> [TASK STATEMENT]: Please pick out and copy each line below that contains the string "range".

(Data drawn from a collection)
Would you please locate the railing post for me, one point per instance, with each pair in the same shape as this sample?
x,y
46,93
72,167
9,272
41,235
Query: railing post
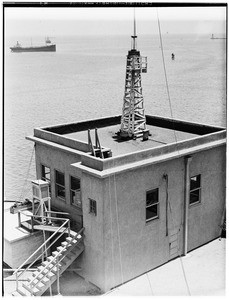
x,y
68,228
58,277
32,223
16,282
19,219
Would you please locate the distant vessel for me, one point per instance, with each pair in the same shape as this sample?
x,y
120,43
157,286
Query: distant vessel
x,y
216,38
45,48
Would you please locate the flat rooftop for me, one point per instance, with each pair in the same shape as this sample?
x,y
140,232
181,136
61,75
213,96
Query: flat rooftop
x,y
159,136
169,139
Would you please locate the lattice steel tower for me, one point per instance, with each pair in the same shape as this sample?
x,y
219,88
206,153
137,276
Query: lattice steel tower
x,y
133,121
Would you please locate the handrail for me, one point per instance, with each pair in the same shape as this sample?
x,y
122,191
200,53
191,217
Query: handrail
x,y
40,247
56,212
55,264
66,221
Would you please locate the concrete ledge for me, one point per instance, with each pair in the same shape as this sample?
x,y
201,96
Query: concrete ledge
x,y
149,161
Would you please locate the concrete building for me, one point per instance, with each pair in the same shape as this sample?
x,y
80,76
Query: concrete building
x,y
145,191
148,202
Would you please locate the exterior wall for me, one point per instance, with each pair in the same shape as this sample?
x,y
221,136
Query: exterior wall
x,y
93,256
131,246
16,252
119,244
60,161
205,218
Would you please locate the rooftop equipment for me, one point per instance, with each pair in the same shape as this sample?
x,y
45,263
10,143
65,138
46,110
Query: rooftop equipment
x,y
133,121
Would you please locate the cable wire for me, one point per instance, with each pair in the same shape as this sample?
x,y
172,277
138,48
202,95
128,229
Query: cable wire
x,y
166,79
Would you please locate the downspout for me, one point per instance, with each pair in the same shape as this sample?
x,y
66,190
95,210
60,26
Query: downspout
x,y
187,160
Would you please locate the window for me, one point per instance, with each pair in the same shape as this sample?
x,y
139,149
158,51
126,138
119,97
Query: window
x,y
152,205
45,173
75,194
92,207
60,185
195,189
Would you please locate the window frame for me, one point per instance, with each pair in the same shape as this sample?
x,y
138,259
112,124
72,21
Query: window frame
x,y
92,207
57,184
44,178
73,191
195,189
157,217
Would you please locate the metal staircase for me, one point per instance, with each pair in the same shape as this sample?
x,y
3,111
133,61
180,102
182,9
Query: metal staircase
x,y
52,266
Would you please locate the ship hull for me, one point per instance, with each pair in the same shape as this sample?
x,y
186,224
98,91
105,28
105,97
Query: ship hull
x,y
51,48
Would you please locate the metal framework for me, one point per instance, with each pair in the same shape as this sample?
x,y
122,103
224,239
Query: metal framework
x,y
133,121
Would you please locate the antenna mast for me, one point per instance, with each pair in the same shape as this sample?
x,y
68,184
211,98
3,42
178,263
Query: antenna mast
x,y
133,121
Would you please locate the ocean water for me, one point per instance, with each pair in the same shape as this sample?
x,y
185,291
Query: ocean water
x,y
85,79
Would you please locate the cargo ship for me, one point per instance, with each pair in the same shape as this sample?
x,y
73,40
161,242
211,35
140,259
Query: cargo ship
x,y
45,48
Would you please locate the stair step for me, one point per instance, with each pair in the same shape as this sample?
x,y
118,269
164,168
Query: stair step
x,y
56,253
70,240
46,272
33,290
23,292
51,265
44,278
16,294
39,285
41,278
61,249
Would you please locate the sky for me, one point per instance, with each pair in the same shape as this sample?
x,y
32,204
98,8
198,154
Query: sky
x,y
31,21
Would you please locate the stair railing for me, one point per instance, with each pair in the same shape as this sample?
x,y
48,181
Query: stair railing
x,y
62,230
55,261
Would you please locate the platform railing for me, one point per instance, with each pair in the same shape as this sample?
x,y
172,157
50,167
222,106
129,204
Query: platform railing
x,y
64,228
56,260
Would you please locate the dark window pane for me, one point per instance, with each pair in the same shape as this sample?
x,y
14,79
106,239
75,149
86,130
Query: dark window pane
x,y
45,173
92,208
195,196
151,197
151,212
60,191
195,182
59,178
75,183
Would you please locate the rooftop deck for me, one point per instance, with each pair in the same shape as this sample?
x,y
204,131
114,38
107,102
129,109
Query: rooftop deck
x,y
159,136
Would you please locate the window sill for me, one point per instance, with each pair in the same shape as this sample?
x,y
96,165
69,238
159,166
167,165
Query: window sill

...

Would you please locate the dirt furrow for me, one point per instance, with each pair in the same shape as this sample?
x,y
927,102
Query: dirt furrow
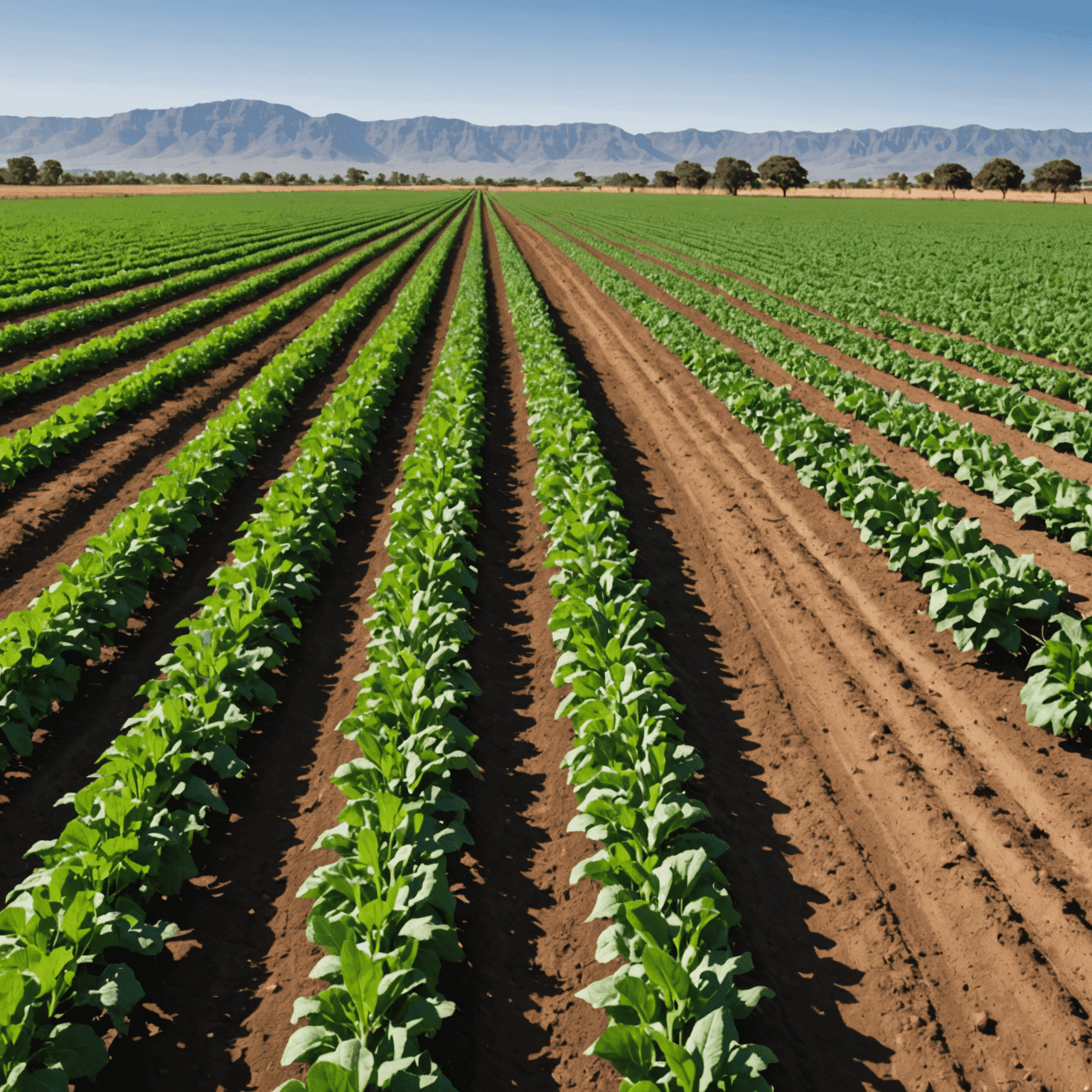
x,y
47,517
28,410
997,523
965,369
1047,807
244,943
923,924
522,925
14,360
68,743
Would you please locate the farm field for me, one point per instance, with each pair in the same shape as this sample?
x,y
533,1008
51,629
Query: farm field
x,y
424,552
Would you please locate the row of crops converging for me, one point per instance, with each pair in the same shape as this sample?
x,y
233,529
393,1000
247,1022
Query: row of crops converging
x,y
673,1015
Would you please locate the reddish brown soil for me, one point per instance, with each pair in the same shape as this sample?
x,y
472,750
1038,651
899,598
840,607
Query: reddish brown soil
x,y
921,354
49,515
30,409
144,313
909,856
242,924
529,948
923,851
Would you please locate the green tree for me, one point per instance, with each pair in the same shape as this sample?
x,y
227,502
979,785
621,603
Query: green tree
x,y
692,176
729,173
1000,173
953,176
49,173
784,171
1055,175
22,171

...

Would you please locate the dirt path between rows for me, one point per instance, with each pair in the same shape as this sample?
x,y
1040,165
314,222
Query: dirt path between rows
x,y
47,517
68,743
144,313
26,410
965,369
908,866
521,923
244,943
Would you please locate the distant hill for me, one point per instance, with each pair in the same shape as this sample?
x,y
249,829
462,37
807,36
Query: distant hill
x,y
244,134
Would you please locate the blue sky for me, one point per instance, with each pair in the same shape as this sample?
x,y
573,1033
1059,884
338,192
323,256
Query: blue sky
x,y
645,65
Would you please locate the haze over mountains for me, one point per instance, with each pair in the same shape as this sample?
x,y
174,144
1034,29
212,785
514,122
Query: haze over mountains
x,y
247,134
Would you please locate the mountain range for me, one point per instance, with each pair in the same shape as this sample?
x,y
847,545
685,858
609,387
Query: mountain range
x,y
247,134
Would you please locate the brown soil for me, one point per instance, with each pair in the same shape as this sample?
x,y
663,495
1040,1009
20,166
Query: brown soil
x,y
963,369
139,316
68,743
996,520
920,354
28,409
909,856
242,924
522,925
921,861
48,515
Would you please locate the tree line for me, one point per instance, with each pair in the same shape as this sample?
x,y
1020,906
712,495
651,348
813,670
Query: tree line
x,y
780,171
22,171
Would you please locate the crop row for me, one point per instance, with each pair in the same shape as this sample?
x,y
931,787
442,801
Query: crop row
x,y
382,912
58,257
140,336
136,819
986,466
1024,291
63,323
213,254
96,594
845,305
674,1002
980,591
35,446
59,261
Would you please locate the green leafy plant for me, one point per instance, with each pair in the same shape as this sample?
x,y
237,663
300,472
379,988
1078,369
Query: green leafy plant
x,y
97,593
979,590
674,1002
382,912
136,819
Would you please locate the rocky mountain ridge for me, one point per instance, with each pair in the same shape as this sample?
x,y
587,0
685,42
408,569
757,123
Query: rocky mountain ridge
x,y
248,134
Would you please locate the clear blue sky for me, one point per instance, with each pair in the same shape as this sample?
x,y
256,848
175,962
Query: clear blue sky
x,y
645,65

> [COMPLETE OUTPUT]:
Would you please locate the mountain range for me, one point per instance, with each pair in the same shape as this sample?
Query: mountain range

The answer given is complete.